Consegna: Per favore, converti in un CSV a due colonne, intitolate testo e soluzione, la parte dell'elenco che va dalla riga contenente "I need to verify whether the brick" fino alla riga contenente "0, 600, 89]]", compresa quest'ultima. Metti ogni testo con la relativa soluzione su una riga, ciascuno in un campo tra virgolette e con gli a capo sostituiti da spazi.

=== Dati di partenza ===

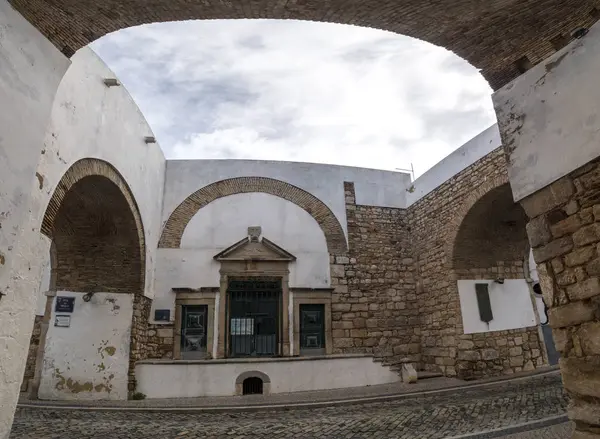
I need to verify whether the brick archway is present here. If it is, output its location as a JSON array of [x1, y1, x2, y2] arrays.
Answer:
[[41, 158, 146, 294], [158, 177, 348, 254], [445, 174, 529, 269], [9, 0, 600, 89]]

===
=== Dati di partenza ===

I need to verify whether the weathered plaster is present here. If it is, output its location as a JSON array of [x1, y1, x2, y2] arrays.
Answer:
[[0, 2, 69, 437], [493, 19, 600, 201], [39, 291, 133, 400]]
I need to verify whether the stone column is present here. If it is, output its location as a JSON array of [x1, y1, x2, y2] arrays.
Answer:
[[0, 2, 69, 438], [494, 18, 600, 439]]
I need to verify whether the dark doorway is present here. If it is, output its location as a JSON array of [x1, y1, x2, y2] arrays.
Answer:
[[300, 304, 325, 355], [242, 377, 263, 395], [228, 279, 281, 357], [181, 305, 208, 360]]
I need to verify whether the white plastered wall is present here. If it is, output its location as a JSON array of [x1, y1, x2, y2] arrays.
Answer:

===
=== Dati di partenza ===

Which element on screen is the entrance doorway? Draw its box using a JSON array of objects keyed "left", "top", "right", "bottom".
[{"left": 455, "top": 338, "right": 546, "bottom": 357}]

===

Risposta attesa:
testo,soluzione
"I need to verify whether the brick archway is present here. If it is, output its location as a JSON array of [x1, y1, x2, y2] arrays. Answer:","[[41, 158, 146, 294], [158, 177, 348, 254], [445, 174, 529, 269], [9, 0, 600, 89]]"